- **Task brief**
Could you reproduce every one of the records below word for word, keeping each line as it stands?

- **Source data**
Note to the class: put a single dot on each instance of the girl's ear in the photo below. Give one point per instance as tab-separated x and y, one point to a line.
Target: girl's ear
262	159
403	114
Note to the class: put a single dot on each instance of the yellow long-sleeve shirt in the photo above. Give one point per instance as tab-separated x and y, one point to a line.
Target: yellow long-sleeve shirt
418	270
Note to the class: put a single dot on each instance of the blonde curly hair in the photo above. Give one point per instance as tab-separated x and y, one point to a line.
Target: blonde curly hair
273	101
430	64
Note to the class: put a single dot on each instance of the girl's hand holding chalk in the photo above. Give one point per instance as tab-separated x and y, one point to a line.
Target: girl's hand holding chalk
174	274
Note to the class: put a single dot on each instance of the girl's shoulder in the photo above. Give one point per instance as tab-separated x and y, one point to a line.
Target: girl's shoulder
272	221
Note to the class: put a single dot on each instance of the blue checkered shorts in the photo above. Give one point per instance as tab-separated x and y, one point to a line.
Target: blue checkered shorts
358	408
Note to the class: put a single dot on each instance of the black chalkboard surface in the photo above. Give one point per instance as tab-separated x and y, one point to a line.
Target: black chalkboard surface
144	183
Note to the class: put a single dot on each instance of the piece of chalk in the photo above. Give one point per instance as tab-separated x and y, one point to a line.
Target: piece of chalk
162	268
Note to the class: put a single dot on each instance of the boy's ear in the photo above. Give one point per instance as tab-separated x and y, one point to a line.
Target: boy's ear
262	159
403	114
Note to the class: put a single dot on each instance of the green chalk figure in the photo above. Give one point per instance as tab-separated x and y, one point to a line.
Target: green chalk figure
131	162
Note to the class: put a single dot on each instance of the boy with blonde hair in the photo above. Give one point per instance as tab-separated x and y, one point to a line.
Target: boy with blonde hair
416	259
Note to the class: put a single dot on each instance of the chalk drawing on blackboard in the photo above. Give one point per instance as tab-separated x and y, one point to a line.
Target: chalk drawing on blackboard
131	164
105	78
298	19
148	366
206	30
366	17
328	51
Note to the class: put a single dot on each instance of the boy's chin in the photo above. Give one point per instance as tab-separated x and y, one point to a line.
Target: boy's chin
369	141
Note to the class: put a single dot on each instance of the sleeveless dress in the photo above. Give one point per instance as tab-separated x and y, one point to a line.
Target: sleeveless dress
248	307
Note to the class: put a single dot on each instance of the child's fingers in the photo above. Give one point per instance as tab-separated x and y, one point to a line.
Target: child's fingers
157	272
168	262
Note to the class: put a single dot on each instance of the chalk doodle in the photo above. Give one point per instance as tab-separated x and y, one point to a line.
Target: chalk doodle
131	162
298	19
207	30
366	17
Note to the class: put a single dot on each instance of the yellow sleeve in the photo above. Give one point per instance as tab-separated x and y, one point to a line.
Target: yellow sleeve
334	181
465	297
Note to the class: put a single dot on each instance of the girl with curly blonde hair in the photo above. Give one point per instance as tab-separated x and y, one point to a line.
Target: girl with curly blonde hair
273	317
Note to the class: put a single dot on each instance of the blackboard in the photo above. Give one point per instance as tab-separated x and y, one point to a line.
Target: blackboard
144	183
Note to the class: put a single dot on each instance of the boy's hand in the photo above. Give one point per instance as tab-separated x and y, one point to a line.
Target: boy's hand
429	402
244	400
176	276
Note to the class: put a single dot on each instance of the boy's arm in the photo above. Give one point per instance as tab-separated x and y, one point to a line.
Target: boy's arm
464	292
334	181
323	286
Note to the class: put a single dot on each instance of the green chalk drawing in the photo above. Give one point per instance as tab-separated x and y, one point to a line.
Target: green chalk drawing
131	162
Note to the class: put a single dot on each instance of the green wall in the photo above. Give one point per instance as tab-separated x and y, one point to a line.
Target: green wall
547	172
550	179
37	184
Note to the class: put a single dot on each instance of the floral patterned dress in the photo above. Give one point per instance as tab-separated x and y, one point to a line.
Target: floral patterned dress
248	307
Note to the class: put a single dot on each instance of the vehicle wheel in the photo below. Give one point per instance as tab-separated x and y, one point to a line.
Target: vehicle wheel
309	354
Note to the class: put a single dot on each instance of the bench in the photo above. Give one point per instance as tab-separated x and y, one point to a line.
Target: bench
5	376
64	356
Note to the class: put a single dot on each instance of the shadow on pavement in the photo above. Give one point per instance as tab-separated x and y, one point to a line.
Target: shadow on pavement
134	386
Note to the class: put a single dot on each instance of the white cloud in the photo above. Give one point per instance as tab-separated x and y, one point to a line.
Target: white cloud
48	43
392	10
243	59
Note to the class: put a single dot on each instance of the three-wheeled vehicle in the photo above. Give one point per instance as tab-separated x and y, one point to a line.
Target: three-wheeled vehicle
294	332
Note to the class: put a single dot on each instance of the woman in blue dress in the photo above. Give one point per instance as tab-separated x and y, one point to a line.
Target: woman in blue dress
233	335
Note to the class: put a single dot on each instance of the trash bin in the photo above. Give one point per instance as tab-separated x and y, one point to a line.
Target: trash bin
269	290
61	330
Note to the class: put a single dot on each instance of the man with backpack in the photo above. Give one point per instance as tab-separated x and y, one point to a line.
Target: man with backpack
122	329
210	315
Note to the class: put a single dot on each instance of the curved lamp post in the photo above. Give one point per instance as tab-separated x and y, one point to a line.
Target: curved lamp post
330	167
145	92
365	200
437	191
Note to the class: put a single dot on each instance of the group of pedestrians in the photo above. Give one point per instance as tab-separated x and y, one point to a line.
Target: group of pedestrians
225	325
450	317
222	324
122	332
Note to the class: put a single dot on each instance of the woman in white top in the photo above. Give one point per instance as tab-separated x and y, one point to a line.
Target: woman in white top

- **Exercise output**
Note to the class: put a single dot on each instance of the girl's ear in the photo below. Give one point per instance as tab-separated x and y, one point to a line.
Target: girl's ear
262	159
403	114
Note to the class: put a single dot on each instance of the yellow long-sleeve shirt in the photo above. Give one point per instance as tab-separated x and y, one point to a line.
Target: yellow long-sleeve shirt
418	270
Note to the class: put a single dot on each instance of the blonde curly hair in the photo above. Give one point per instance as tab-separated x and y, one point to a line.
Target: blonde curly hair
273	101
430	64
Note to the class: put a single dot on each instance of the girl's hand holding chalk in the photo above. Give one point per instance as tab-separated x and y, one point to a line.
Target: girl's hand holding chalk
174	274
Note to the class: put a single dot on each instance of the girl's shoulder in the photo above. Give one point per instance as tab-separated x and y, one point to a line.
Target: girl's shoulder
272	221
Note to the class: put a single dot on each instance of the blue checkered shorts in the photo above. Give one point per instance as tab-separated x and y, one point to a line.
Target: blue checkered shorts
358	408
Note to the class: put a single dot on each instance of the black chalkboard surface in the photo above. Give one point per instance as tab-separated x and y, one point to a line.
Target: black chalkboard surface
144	183
Note to the class: put a single dot on each instance of the piece of chalk in the photo above. Give one point per instance as tab-separated x and y, one point to a line.
Target: piece of chalk
162	268
Note to the class: put a single dot on each instance of the boy's ear in the photo above. Give one point per instance as tab-separated x and y, one point to a line.
Target: boy's ear
262	159
403	114
Note to the class: put a single dot on each instance of the green chalk figure in the photo above. Give one point per instance as tab-separated x and y, one point to a line.
Target: green chalk figure
131	162
Note to the class: put a single dot on each instance of the boy with blonde hair in the photo above. Give one point per instance as tab-separated x and y, one point to a line.
Target: boy with blonde hair
416	259
Note to the class: put a single dot on each instance of the chalk drawing on blackboard in the photo above. Give one point per instance as tab-separated x and y, one point to a line.
Target: chalk drawing on blackboard
131	164
105	78
298	19
148	366
206	30
366	17
328	51
Note to the class: put a single dot on each instance of the boy's chin in the photo above. Give one point per instance as tab-separated x and y, one point to a line.
Target: boy's chin
369	141
Note to the class: put a single dot on each instance of the sleeveless dress in the photo above. Give one point per instance as tab-separated x and y, one point to a line.
Target: sleeveless dress
248	307
Note to the class: put a single dot on each instance of the child's fingers in the photo above. Give one point per instance as tab-separated x and y, one point to a line.
Target: child's fingers
157	272
168	262
Note to the class: put a single dot on each instance of the chalk doodle in the photo above. Give one point per instance as tab-separated x and y, one point to a line.
Target: chalk doodle
131	162
298	19
207	30
366	17
Note to the class: put a single dot on each instance of the yellow sleeve in the photo above. Give one point per instance as tab-separated x and y, one point to a line.
Target: yellow sleeve
334	181
465	297
Note to the class: put a single dot on each instance of the girl with curly blonde hair in the photo above. Give one point per instance as tab-separated x and y, one point to a line.
Target: girl with curly blonde hair
273	317
Note to the class: put a single dot on each instance of the blackboard in the photo above. Give one point per instance as tab-separated x and y, one point to a line.
Target: blackboard
144	183
Note to the class: put a single dot on each instance of the boy's hand in the photo above. Give one point per instance as tab-separated x and y, one point to a line.
Target: boy's hand
429	402
244	400
176	276
Note to the class: put a single dot on each instance of the boy's arm in the photo above. Give one point per instance as tab-separated x and y, one point to a line.
Target: boy's arm
464	292
334	181
323	286
Note to the class: put a single dot on each instance of the green chalk drawing in the photo above. Give one point per instance as tab-separated x and y, one point to a line.
Target: green chalk drawing
131	162
Note to the class: put a single dot on each instance of the green wall in the photo above. Give one point per instance as tab-separated x and y, one point to a line.
Target: green wall
547	172
550	179
37	184
Note to the class: put a single dot on each instance of the floral patterned dress in the photo above. Give one point per instance as tab-separated x and y, one point to a line.
Target: floral patterned dress
248	307
Note to the class: put a single dot on each instance of the vehicle wheel in the photo below. Give one point per instance as tab-separated x and y, one point to a line.
Target: vehicle wheel
309	354
Note to the class: put a single dot on each instance of the bench in the photo above. Give one point per instance as tab-separated x and y, one point to a line.
Target: bench
5	376
64	356
Note to the class: put a single dot on each instance of the shadow on pavement in the photo above. Give one point per instance as tab-separated x and y, one point to a line.
Target: shadow on pavement
134	386
Note to the class: put a single dot on each instance of the white cloud in the photo above. Give one point per instance as tab-separated x and y, one point to a line.
Target: white cloud
48	43
392	10
243	59
Note to the class: put a single dot on each instance of the three-wheeled vehicle in the photo above. Give one point per instance as tab-separated x and y, one point to a line.
Target: three-wheeled vehicle
294	332
Note to the class: put a single dot on each instance of the woman in blue dress in the photo above. Give one point per instance as tab-separated x and y, one point to a line.
Target: woman in blue dress
233	335
Note to the class: put a single dot on each instance of the trash bin in the photo above. Give one point per instance as tab-separated x and y, one point to a line.
Target: trash bin
269	290
61	330
Note to the class: put a single dot on each instance of the man with backpack in the photo above. Give one point per instance as tab-separated x and y, one point to a line.
Target: man with backpack
122	329
210	315
Note to the class: put a single dot on each instance of the curved lamp post in the photo above. Give one point per instance as tab-separated x and y, one point to a line.
Target: curved lamp post
330	167
145	92
365	200
437	191
Note to the class: put a single dot on each instance of the group of pedestrians in the photo above. Give one point per instance as tab-separated x and y, one point to a line.
Target: group of pedestrians
225	325
450	317
222	324
122	332
Note to the class: put a single dot on each instance of the woman in white top in the photo above. Give one point per instance as tab-separated x and y, one point to a line.
Target: woman in white top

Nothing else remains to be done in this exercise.